REQUIRED WORK: Copy out the paragraph on the Stress Model of protein sequence evolution in full, word for word.

PAGE EXTRACT:
We introduced a mechanistic Stress Model of protein sequence evolution. Mutations are modelled as random perturbations of the protein’s potential energy landscape, represented using Elastic Network Models. To model natural selection, we used basic statistical physics to derive the expected probability that a mutant samples a specific functional structure. From this, we deduced a linear relationship between a site’s mean evolutionary rate and the mean local mutational stress (MLmS) of the functional conformation. We compared this model with an empirical Flexibility Model that postulates that a site’s evolutionary rate is linearly dependent on its flexibility (measured by its MSF). We compared both models and found strong support for the Stress Model. Moreover, the independent contribution of flexibility is negligible once stress is controlled for.

STORED DATA:
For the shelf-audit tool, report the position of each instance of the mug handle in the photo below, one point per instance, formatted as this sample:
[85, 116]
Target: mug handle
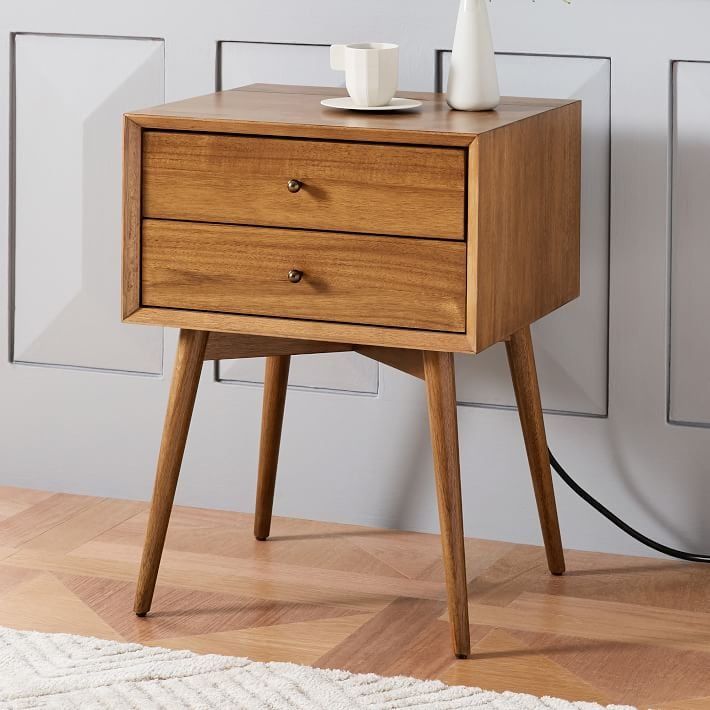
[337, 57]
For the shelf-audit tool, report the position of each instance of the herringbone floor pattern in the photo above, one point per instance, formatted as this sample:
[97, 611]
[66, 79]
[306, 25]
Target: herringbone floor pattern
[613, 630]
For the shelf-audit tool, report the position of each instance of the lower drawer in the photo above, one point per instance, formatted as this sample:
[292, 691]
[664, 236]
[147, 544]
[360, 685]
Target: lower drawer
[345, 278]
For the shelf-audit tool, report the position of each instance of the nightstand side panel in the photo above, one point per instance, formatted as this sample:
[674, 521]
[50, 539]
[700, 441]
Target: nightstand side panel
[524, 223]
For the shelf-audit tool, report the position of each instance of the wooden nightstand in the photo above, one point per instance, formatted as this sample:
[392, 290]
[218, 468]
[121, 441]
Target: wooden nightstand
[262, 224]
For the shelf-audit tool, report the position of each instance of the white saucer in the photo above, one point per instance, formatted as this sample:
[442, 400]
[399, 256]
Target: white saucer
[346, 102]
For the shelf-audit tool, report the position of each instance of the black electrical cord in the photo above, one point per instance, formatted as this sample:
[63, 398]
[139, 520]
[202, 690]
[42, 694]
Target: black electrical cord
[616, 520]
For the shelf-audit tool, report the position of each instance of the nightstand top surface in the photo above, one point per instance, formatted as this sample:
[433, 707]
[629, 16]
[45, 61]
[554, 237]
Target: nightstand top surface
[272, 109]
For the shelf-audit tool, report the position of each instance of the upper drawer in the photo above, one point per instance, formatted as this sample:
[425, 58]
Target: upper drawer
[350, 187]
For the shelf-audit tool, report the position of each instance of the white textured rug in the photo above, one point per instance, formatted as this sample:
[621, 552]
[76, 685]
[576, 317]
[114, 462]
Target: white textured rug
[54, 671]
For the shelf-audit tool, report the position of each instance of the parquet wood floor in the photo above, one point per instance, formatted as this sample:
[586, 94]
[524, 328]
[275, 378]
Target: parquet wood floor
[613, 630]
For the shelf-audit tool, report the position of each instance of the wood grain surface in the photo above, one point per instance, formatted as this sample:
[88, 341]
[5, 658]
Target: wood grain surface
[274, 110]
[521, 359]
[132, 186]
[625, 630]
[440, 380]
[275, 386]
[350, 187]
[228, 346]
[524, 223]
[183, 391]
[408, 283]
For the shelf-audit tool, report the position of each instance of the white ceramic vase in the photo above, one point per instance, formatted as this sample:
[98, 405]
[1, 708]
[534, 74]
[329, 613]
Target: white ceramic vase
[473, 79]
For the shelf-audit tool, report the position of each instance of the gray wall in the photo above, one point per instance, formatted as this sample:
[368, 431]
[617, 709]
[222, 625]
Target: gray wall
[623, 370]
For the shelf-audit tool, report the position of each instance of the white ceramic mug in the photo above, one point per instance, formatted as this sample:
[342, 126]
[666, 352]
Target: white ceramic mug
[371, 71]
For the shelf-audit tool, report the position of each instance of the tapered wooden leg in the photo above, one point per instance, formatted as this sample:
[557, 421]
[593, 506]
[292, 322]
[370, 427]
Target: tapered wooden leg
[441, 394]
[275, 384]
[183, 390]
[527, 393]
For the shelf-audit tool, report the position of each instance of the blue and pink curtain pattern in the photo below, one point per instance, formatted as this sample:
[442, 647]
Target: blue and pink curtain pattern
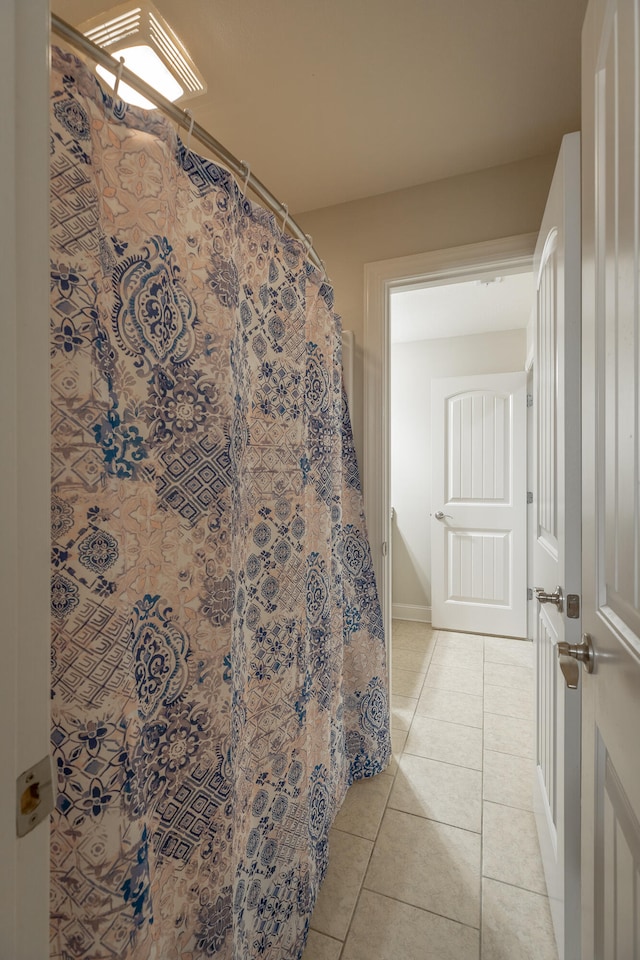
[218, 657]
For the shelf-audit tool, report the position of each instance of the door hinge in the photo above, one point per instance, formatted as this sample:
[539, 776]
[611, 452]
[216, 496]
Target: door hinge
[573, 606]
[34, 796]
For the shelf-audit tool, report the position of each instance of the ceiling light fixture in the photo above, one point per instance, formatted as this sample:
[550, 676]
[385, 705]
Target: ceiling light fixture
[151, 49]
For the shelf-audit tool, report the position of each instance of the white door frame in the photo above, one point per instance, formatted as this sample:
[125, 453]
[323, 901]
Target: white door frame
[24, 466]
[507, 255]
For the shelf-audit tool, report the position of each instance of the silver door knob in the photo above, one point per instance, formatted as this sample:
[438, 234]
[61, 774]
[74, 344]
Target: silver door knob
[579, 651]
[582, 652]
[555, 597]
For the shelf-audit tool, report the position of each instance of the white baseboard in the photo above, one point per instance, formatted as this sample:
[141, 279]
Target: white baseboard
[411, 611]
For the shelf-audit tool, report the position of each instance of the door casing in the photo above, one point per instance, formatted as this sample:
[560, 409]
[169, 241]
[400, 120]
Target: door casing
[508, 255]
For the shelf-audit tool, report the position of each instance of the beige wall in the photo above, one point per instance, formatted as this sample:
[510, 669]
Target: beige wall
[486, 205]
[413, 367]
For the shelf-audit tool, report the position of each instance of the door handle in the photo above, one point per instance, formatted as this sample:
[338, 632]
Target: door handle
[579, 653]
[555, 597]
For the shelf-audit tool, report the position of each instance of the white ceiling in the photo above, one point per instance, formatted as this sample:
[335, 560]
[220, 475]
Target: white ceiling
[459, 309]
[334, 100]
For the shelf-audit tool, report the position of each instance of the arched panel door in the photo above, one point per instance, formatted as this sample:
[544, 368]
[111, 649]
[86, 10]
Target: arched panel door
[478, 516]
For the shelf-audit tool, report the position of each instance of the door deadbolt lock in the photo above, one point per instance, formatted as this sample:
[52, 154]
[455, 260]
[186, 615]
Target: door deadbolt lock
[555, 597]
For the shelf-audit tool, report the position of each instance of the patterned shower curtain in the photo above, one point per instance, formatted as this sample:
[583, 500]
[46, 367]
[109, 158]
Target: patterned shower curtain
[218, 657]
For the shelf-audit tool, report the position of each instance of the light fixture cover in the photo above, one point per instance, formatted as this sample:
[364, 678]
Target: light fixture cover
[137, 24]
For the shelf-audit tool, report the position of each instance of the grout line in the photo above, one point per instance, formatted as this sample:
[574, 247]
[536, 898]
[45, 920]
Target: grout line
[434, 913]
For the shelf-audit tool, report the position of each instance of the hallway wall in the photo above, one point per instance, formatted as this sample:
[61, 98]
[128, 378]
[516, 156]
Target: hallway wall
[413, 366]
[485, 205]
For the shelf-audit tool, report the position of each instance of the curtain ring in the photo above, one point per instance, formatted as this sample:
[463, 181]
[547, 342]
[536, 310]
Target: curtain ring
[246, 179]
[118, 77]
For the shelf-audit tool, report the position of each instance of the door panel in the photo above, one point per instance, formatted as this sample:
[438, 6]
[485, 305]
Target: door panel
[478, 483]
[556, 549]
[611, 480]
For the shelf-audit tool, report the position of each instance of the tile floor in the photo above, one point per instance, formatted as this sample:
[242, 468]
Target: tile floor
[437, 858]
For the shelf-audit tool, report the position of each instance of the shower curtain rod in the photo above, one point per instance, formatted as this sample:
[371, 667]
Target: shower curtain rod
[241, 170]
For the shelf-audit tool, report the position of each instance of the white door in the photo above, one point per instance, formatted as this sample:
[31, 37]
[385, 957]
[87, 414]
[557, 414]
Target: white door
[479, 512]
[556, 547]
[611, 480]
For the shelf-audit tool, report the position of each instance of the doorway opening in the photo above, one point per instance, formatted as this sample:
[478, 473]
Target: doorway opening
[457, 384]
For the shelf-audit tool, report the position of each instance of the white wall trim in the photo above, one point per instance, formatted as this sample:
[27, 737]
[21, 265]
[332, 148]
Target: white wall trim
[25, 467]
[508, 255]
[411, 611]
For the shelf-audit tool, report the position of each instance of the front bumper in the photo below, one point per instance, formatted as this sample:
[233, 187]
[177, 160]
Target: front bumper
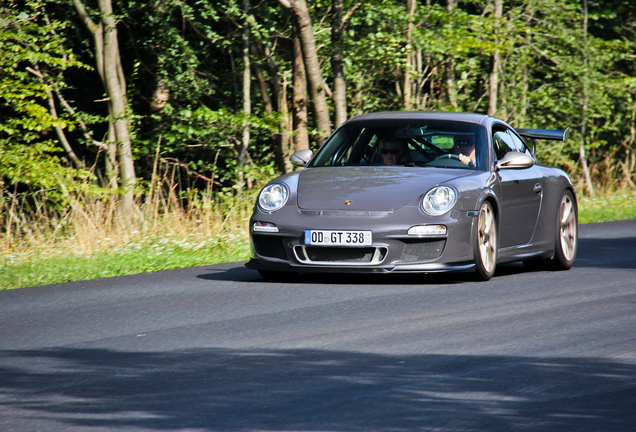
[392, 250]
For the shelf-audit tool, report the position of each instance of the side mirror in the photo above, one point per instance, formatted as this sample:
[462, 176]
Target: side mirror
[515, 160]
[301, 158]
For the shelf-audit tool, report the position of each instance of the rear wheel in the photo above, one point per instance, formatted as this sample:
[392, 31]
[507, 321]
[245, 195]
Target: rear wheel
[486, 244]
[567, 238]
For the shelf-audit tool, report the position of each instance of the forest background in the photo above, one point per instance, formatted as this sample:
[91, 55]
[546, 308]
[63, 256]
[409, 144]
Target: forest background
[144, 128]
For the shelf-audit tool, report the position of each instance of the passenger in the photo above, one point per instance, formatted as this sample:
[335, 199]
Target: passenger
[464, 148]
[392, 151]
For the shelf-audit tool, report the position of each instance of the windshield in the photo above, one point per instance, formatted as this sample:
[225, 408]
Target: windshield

OUTPUT:
We introduced a mechanistic Stress Model of protein sequence evolution. Mutations are modelled as random perturbations of the protein’s potential energy landscape, represented using Elastic Network Models. To model natural selection, we used basic statistical physics to derive the expected probability that a mutant samples a specific functional structure. From this, we deduced a linear relationship between a site’s mean evolutionary rate and the mean local mutational stress (MLmS) of the functional conformation. We compared this model with an empirical Flexibility Model that postulates that a site’s evolutionary rate is linearly dependent on its flexibility (measured by its MSF). We compared both models and found strong support for the Stress Model. Moreover, the independent contribution of flexibility is negligible once stress is controlled for.